::: LISTED ENTRIES :::

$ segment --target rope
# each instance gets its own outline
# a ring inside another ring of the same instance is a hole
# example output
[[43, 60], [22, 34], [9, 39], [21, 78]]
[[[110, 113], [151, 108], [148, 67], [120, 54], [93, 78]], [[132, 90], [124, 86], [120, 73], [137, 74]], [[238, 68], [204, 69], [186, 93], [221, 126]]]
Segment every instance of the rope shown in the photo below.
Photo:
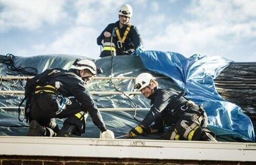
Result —
[[[6, 55], [7, 59], [4, 60], [3, 64], [7, 65], [7, 68], [9, 71], [6, 71], [6, 74], [8, 75], [26, 75], [29, 76], [35, 76], [37, 75], [37, 69], [35, 68], [27, 67], [24, 67], [23, 66], [18, 66], [16, 67], [14, 65], [14, 58], [15, 56], [7, 54]], [[28, 70], [31, 71], [28, 71]]]
[[[111, 47], [111, 49], [112, 49], [112, 42], [113, 42], [113, 37], [112, 36], [111, 36], [111, 43], [110, 43], [110, 47]], [[115, 90], [116, 90], [117, 91], [119, 91], [119, 92], [121, 92], [122, 93], [123, 93], [124, 94], [124, 96], [125, 96], [132, 103], [132, 107], [133, 107], [134, 109], [135, 109], [135, 111], [134, 111], [134, 115], [133, 116], [133, 118], [136, 120], [137, 121], [139, 121], [139, 122], [141, 122], [141, 121], [138, 120], [136, 118], [136, 110], [137, 110], [137, 105], [136, 105], [136, 104], [134, 102], [134, 101], [133, 101], [133, 100], [128, 96], [124, 92], [123, 92], [123, 91], [121, 90], [119, 90], [117, 88], [116, 88], [116, 86], [115, 85], [115, 84], [113, 82], [113, 60], [114, 60], [114, 55], [113, 54], [113, 51], [110, 51], [110, 52], [111, 53], [111, 79], [110, 79], [110, 81], [114, 85], [114, 87], [115, 88]]]

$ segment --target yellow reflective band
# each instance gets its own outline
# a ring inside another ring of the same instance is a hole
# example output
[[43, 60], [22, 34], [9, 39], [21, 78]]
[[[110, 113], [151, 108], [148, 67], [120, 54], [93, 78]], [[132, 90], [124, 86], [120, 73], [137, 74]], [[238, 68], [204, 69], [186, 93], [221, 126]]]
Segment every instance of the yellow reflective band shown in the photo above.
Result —
[[127, 35], [128, 33], [129, 33], [130, 30], [131, 29], [131, 27], [132, 25], [131, 24], [127, 24], [126, 29], [125, 29], [125, 32], [124, 33], [124, 36], [122, 38], [121, 38], [120, 35], [120, 32], [119, 32], [119, 29], [118, 27], [115, 28], [115, 33], [116, 34], [116, 36], [117, 36], [118, 39], [121, 41], [122, 43], [124, 43], [125, 39], [126, 39]]
[[199, 128], [199, 126], [195, 127], [194, 129], [190, 131], [189, 133], [189, 136], [188, 136], [188, 140], [192, 140], [192, 138], [193, 138], [193, 136], [194, 135], [194, 133], [195, 133], [195, 130]]
[[103, 47], [103, 50], [109, 50], [115, 51], [115, 48], [111, 46], [104, 46]]
[[77, 113], [76, 114], [75, 114], [75, 116], [78, 119], [80, 119], [82, 117], [82, 115], [80, 113]]
[[180, 135], [177, 134], [175, 136], [174, 139], [175, 140], [180, 140]]
[[134, 138], [134, 137], [136, 137], [137, 136], [137, 135], [135, 134], [133, 132], [131, 132], [129, 133], [129, 137], [130, 138]]
[[135, 130], [140, 133], [142, 133], [142, 132], [143, 132], [143, 130], [142, 129], [142, 128], [139, 126], [135, 128]]
[[50, 85], [46, 85], [46, 86], [43, 86], [43, 87], [40, 86], [37, 86], [36, 87], [36, 88], [42, 88], [42, 87], [47, 87], [47, 88], [51, 88], [55, 89], [55, 87], [54, 87], [53, 86]]
[[35, 91], [35, 94], [36, 94], [41, 91], [45, 91], [46, 92], [50, 92], [50, 93], [55, 93], [55, 92], [54, 92], [53, 91], [52, 91], [52, 90], [37, 90], [37, 91]]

:::

▶ [DIRECTIVE] Output the lines as a Markdown table with the columns Row and Line, starting at the first line of the records and ending at the line containing "87], [115, 88]]]". Number each row, skip blank lines, and leave the pictures out.

▶ [RESPONSE]
| Row | Line |
|---|---|
| 1 | $ segment --target rope |
| 2 | # each instance gets its own outline |
| 3 | # a ring inside another ring of the same instance is a hole |
| 4 | # example output |
| 5 | [[43, 60], [22, 34], [9, 39], [21, 78]] |
| 6 | [[[110, 113], [151, 108], [148, 67], [120, 54], [93, 78]], [[132, 90], [124, 86], [120, 73], [137, 74]], [[238, 68], [204, 69], [186, 93], [221, 126]]] |
| 7 | Segment every instance of the rope shown in the photo below. |
| 8 | Photo: |
| 9 | Result — |
| 10 | [[[6, 55], [7, 59], [4, 60], [3, 64], [7, 65], [7, 68], [9, 71], [6, 71], [6, 74], [8, 75], [26, 75], [29, 76], [35, 76], [37, 75], [37, 69], [35, 68], [27, 67], [24, 67], [23, 66], [18, 66], [16, 67], [14, 65], [14, 58], [15, 56], [7, 54]], [[28, 70], [31, 71], [28, 71]]] |
| 11 | [[[111, 47], [111, 49], [112, 49], [112, 42], [113, 42], [113, 37], [112, 36], [111, 36], [111, 43], [110, 43], [110, 47]], [[115, 90], [116, 90], [117, 91], [119, 91], [119, 92], [121, 92], [122, 93], [123, 93], [124, 94], [124, 96], [125, 96], [132, 103], [132, 107], [133, 107], [134, 109], [135, 109], [135, 111], [134, 111], [134, 115], [133, 116], [133, 118], [136, 120], [137, 121], [139, 121], [139, 122], [141, 122], [141, 121], [138, 120], [136, 118], [136, 110], [137, 110], [137, 105], [136, 105], [136, 104], [134, 102], [134, 101], [133, 101], [133, 100], [128, 96], [124, 92], [123, 92], [123, 91], [121, 90], [119, 90], [117, 88], [116, 88], [116, 86], [115, 85], [115, 84], [113, 82], [113, 60], [114, 60], [114, 55], [113, 54], [113, 51], [110, 51], [110, 52], [111, 53], [111, 79], [110, 79], [110, 81], [114, 85], [114, 87], [115, 88]]] |